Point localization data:

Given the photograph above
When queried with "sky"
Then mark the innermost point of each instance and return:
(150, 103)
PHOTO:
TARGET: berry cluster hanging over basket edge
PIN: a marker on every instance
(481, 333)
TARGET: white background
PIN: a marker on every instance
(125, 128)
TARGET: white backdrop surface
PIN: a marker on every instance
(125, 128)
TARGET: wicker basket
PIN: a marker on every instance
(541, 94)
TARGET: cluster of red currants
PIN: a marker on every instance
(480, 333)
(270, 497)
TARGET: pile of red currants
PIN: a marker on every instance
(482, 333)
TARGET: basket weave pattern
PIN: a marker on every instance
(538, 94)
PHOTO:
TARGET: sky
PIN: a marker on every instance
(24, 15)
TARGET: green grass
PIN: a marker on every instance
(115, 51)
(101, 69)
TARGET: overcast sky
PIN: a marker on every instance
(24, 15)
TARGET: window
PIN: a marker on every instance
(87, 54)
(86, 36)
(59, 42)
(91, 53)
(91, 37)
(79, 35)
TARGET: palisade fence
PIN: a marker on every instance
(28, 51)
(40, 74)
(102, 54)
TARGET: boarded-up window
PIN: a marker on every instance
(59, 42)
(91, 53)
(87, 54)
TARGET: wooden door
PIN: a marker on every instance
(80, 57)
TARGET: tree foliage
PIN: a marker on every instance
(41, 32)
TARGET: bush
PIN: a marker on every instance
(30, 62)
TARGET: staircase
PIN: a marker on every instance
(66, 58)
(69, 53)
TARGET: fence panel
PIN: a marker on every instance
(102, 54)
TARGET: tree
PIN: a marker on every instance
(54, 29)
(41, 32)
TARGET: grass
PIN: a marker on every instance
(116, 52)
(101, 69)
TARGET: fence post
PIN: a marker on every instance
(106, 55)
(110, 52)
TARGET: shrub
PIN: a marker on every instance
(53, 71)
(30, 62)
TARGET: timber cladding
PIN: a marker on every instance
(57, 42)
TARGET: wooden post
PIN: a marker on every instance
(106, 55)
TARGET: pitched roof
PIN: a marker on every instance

Aim of the exercise:
The response must restate every entry word for word.

Exercise answer:
Given the photograph above
When queried with "sky"
Then mark the innermost point of each instance and return:
(150, 103)
PHOTO:
TARGET: berry cluster hanging over basket edge
PIN: a marker on every instance
(481, 333)
TARGET: white background
PIN: a marker on every instance
(125, 128)
TARGET: white backdrop surface
PIN: a marker on every instance
(125, 128)
TARGET: wicker basket
PIN: a marker on every instance
(541, 94)
TARGET: cluster of red currants
PIN: a marker on every instance
(480, 333)
(270, 497)
TARGET: pile of red currants
PIN: a marker on every instance
(482, 333)
TARGET: basket weave pattern
PIN: a marker on every instance
(538, 94)
PHOTO:
TARGET: sky
PIN: a marker on every instance
(24, 15)
TARGET: green grass
PIN: a marker on every instance
(115, 51)
(101, 69)
TARGET: overcast sky
PIN: a marker on every instance
(24, 15)
TARGET: window
PIN: a marker on every instance
(87, 54)
(86, 36)
(59, 42)
(91, 53)
(91, 37)
(79, 35)
TARGET: palisade fence
PIN: a marker on every instance
(28, 51)
(40, 74)
(102, 54)
TARGET: boarded-up window
PIN: a marker on every instance
(59, 42)
(91, 53)
(87, 54)
TARGET: wooden door
PIN: a marker on every instance
(80, 57)
TARGET: tree foliage
PIN: a marker on every instance
(41, 32)
TARGET: bush
PIN: a marker on every instance
(30, 62)
TARGET: staircase
PIN: a marker on every instance
(66, 58)
(69, 53)
TARGET: fence panel
PIN: a marker on every instance
(102, 54)
TARGET: tree
PIN: a marker on every instance
(54, 29)
(41, 32)
TARGET: grass
PIN: a marker on every instance
(116, 52)
(101, 69)
TARGET: fence post
PIN: a marker on every instance
(106, 55)
(110, 52)
TARGET: shrub
PIN: a marker on every instance
(53, 71)
(30, 62)
TARGET: timber cladding
PIN: a marker on every instance
(57, 42)
TARGET: wooden post
PIN: a marker on every instance
(106, 55)
TARGET: pitched roof
PIN: a marker on every instance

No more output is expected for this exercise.